> **Work request**
Write the whole listing out again, word for word.

[[ The data, beginning ]]

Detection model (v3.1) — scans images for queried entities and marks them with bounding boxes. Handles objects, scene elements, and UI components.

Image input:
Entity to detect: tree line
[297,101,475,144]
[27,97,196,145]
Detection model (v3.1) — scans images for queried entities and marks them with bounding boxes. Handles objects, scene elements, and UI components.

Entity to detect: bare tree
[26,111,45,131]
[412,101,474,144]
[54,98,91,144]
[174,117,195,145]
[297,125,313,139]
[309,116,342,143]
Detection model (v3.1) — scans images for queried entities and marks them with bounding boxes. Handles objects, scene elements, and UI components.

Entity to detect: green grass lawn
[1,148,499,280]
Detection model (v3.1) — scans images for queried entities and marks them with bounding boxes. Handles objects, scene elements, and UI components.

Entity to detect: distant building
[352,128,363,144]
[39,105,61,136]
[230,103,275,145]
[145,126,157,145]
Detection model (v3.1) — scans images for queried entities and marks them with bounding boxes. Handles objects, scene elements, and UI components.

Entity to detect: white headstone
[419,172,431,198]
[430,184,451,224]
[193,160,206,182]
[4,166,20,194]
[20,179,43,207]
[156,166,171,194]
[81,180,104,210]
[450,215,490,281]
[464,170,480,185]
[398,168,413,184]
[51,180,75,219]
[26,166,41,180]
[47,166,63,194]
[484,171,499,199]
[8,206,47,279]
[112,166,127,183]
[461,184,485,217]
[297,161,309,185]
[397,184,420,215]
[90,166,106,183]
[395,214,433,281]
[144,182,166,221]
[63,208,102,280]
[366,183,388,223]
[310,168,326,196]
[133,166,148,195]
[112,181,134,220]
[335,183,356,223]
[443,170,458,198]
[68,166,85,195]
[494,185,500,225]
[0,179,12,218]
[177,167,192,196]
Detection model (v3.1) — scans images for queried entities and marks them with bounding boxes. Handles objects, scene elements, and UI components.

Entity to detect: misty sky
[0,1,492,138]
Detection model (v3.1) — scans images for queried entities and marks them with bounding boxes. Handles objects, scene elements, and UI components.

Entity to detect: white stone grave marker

[[ The data, end ]]

> **Reply**
Detection model (v3.1) — scans images for queried entities and marks them with bounding boxes. Handles objects, scene elements, and UI components.

Image input:
Entity to detect: tree line
[297,101,475,144]
[27,97,196,145]
Detection model (v3.1) — scans images for queried entities and marks them with bounding boxes. Handles objects, scene elements, and UI components.

Entity to detect: bare tree
[26,111,45,131]
[412,101,474,144]
[54,98,91,144]
[174,117,195,145]
[297,125,313,139]
[309,116,342,143]
Detection model (v3.1) — scans images for queried entities and marks them with bounding boxes. Handles objects, scene elements, and UI components.

Entity to detect: green grass lawn
[1,148,499,280]
Detection model (v3.1) — scans images for queried entities and marks them with bounding boxes. Handles objects, scene elements, and UI components.

Entity to detect: distant building
[352,128,363,144]
[39,105,61,136]
[230,103,275,145]
[145,126,157,145]
Detection model (v3.1) — scans images for queried entities and marks them with bounding boxes. Handles objects, scene elements, and UI components.

Entity to detect: white headstone
[419,172,431,198]
[430,184,451,224]
[193,160,206,182]
[4,166,20,194]
[20,179,43,207]
[156,166,171,194]
[81,180,104,210]
[450,215,490,281]
[464,170,480,185]
[398,168,413,184]
[51,180,75,219]
[26,166,41,180]
[47,166,63,194]
[484,171,499,199]
[8,206,47,279]
[112,166,127,183]
[461,184,485,217]
[297,161,309,185]
[397,184,420,215]
[90,166,106,183]
[395,214,433,281]
[144,182,166,221]
[63,208,102,280]
[366,183,388,223]
[310,168,326,196]
[133,166,148,195]
[112,181,134,220]
[335,183,356,223]
[443,170,458,198]
[68,166,85,195]
[494,185,500,225]
[0,179,12,218]
[177,167,192,196]
Detection model (v3.1) — scans images for queried entities and marks them with bounding boxes. Handles objects, scene elements, and UI components.

Entity to detect: misty sky
[0,1,492,138]
Detection model (v3.1) — scans images for queried entities and marks them with bounding boxes. Handles objects, scene elements, and UI components.

Entity to detect: white stone grave marker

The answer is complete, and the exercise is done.